_DATASET:_
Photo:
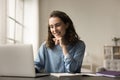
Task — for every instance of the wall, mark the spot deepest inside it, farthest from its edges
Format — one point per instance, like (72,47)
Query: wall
(96,22)
(3,21)
(31,22)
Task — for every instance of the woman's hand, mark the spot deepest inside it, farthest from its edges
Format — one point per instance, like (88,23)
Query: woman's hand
(60,41)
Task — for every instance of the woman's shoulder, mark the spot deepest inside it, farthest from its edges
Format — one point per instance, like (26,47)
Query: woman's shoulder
(43,44)
(80,43)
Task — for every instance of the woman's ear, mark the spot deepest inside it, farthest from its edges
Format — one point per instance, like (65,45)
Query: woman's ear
(67,25)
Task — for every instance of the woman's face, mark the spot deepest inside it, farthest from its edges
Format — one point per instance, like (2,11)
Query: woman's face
(57,27)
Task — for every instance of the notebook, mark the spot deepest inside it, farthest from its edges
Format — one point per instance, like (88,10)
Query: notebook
(109,73)
(18,60)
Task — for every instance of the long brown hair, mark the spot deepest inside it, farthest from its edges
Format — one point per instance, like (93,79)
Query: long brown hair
(71,37)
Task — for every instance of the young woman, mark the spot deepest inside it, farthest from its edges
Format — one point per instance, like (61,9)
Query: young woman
(63,51)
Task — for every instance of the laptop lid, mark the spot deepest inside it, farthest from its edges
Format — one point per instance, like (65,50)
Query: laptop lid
(17,60)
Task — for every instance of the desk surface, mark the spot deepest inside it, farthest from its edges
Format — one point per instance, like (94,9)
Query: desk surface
(61,78)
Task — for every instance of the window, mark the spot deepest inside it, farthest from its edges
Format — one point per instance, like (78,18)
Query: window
(15,21)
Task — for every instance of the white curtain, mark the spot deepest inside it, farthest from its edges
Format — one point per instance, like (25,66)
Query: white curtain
(3,21)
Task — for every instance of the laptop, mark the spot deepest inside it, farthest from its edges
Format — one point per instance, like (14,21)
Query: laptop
(18,60)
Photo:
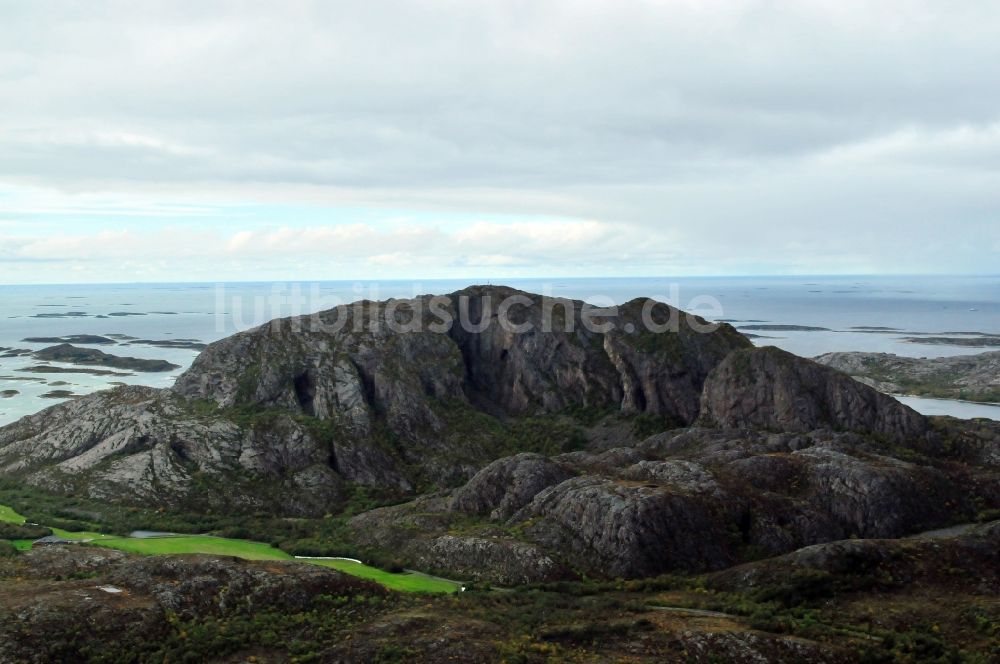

_WORK TO COMPLETE:_
Reproduce all of the data above word for word, omitting the pictures from your answer.

_OUTPUT:_
Photo:
Task — for every instance of the wall, mark the spot deepest inside it, farthest from its edges
Format — one point per instance, like (72,47)
Query: wall
(96,22)
(3,21)
(31,22)
Task — for every instance of the woman's hand, mark the spot deepest inside it, farthest from its edges
Format — one point per instance, like (88,23)
Query: woman's hand
(60,41)
Task — for every instance of the woman's shoulder, mark the spot deepest inside it, farthest from its edges
Format — one point per instance, like (26,47)
Query: woman's shoulder
(43,44)
(80,43)
Task — for every instance of the woman's ear, mark the spot deepest inside it, farthest from its edges
Format — one point per instance, like (65,45)
Query: woman's ear
(67,25)
Task — for every instance of the woman's face, mark the spot deepest inside it, farthest from its edges
Format — one point per instance, like (2,11)
Query: woman's face
(57,27)
Task — for every instance of the notebook, mark the spot deepest inside it, farthest from its edges
Format — one point per instance, like (88,10)
Query: notebook
(109,73)
(18,60)
Task — for every instance of the long brown hair, mark the spot deepest inside it, farthest from its edges
Format — one point per instance, like (93,79)
Query: long brown hair
(71,37)
Task — for every instance of the young woman, mark the spot deepest inside it, farthest from its edges
Format — one point per instance, like (61,9)
Query: young woman
(63,51)
Task — for every instance of the laptop lid, mark the spot deepest inside it, farthest from its edges
Format — one point per instance, like (65,50)
Query: laptop lid
(17,60)
Task — for every instance of the desk surface, mark the spot deepest inside it, farthest from its edges
Format — one point per instance, like (94,9)
Query: desk surface
(61,78)
Task — for every instance of the window, mark the spot deepest inside it, farthest from its edges
Format — one point per instance, like (78,18)
Query: window
(15,21)
Task — for every instance of the white curtain, mark the spot deepest inside it, farthest from its edges
Format — one point per instance, like (25,66)
Query: white curtain
(3,21)
Task — for every instance of the laptop, mark the spot deepest inside it, farthest from its edges
Format — one point per instance, like (14,21)
Query: laptop
(18,60)
Photo:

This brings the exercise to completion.